→ DIRECTIONS
Output every line of the data below as a numbered list, skipping any blank lines. Leave the pictures out of your answer.

(Image point annotation data)
★ ★ ★ ★

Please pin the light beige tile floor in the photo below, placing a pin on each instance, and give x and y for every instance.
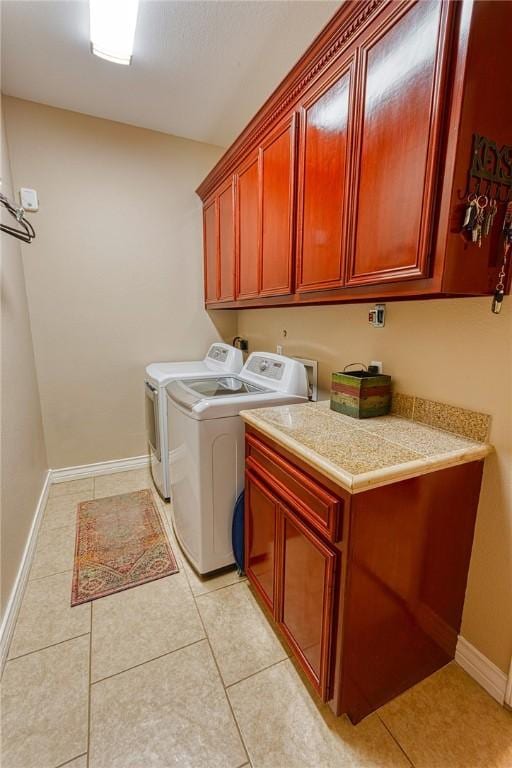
(186, 671)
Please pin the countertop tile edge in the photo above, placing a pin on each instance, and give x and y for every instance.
(374, 478)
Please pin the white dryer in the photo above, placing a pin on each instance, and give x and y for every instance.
(207, 448)
(220, 359)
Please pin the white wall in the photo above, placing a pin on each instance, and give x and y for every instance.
(23, 454)
(114, 277)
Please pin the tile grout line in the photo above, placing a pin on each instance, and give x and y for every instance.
(242, 740)
(253, 674)
(147, 661)
(46, 647)
(395, 740)
(68, 762)
(89, 688)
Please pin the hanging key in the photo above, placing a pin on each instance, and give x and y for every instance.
(471, 211)
(490, 215)
(497, 300)
(476, 232)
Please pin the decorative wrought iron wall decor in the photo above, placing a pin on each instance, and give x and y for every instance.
(490, 173)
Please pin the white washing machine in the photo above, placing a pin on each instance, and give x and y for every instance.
(220, 359)
(207, 448)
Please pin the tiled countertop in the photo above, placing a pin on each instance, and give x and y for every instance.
(359, 454)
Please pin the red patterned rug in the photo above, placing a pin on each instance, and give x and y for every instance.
(120, 543)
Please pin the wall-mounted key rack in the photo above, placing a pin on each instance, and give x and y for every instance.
(490, 173)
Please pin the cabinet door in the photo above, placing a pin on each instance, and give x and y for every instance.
(307, 569)
(277, 166)
(324, 146)
(261, 510)
(401, 75)
(227, 242)
(211, 287)
(248, 235)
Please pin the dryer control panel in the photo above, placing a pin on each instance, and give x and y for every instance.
(265, 366)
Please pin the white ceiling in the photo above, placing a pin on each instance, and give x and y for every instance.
(200, 69)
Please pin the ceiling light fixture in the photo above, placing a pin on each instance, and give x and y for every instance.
(112, 30)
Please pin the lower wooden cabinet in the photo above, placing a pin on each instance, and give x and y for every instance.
(306, 584)
(377, 607)
(261, 511)
(295, 574)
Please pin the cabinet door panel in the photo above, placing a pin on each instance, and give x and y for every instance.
(307, 571)
(399, 86)
(277, 160)
(227, 244)
(261, 509)
(210, 251)
(248, 231)
(325, 126)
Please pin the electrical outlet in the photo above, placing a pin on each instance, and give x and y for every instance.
(377, 316)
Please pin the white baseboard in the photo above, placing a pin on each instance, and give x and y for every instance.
(100, 468)
(478, 666)
(14, 602)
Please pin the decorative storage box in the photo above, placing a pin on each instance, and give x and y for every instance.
(361, 394)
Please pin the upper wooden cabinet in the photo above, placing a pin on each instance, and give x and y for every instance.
(350, 182)
(277, 169)
(219, 245)
(400, 102)
(226, 243)
(324, 165)
(248, 229)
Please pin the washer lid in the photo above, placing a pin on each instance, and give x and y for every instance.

★ ★ ★ ★

→ OUTPUT OF THE TASK
1. Please pin the light beige tile floor in the photo below, placing a pin on each instance, and give x and y for every instance.
2. (186, 671)
3. Please pin the countertop tile edge in the photo above, placing a pin on each instance, and give x and y for every instance.
4. (374, 478)
5. Please pin the white dryer in the photo above, placing a pin on each instance, and give x and y for every instance.
6. (207, 448)
7. (220, 359)
8. Please pin the white wall in the photo above, placing a pin on each instance, and give x and y for every instance.
9. (23, 454)
10. (114, 277)
11. Please pin the tile grout line in the photo above, placing a pin on each instance, and give x and y for every instance.
12. (242, 740)
13. (253, 674)
14. (147, 661)
15. (46, 647)
16. (395, 740)
17. (68, 762)
18. (89, 688)
19. Please pin the hanging key in the photo above, placing a pin on each instance, and give x and y for every instance.
20. (471, 211)
21. (490, 215)
22. (497, 300)
23. (476, 232)
24. Please pin the decorative wrought iron wall decor in the photo above, placing a pin on each instance, and give x and y for every instance.
25. (490, 173)
26. Please pin the white washing machine in the photo above, placing a pin on each instance, and give x and y for every instance.
27. (220, 359)
28. (207, 448)
29. Please pin the tiled countertop in the photo above, placing a pin on each instance, and give x and y for every instance.
30. (359, 454)
31. Please pin the red patterned rug in the photo above, placing a pin on each instance, and give x and y for every instance.
32. (120, 543)
33. Please pin the wall-mounted key rack in the photo above, placing a pin on each instance, and give x and y for every instance.
34. (490, 173)
35. Please pin the cabinet door in the photo above, placing a pin on each instance, and give x and y for every instance.
36. (307, 569)
37. (277, 166)
38. (324, 146)
39. (261, 510)
40. (401, 75)
41. (227, 242)
42. (211, 287)
43. (248, 235)
44. Please pin the dryer control panel in the photo above, placing a pin on each instance, and give x and y for every instance.
45. (265, 366)
46. Please pin the white ceiling in the photo above, placing a pin on each instance, and give x and y for every instance.
47. (200, 69)
48. Please pin the ceiling light fixture in the photo above, placing a pin on each instance, and give x and y for every instance.
49. (112, 30)
50. Please pin the lower wooden cabinet in the photo above, placing a pin on each instance, and give x and y for every instance.
51. (306, 584)
52. (377, 607)
53. (261, 511)
54. (295, 574)
55. Please pin the cabinet door panel in the photo above, placing a pin on each instance, and give x and y for every instance.
56. (307, 571)
57. (399, 86)
58. (277, 160)
59. (227, 244)
60. (261, 509)
61. (210, 251)
62. (248, 231)
63. (325, 126)
64. Please pin the electrical outlet in the photo above, placing a pin on each instance, and give x and y for every instance.
65. (377, 316)
66. Please pin the white baseboard in the photo above, placing a pin on each instance, and give x and y for every instance.
67. (100, 468)
68. (478, 666)
69. (14, 602)
70. Please pin the decorative storage box in the photo above, placing a pin on each instance, and give x and y for every instance.
71. (361, 394)
72. Please pin the upper wooden cabinet in the photo above, placing a pin on each instance, and give x and y for every instance.
73. (350, 182)
74. (277, 169)
75. (219, 245)
76. (400, 102)
77. (226, 243)
78. (324, 165)
79. (248, 229)
80. Please pin the washer lid in the photo above, placing a pin on each instance, and give x and y for every instance.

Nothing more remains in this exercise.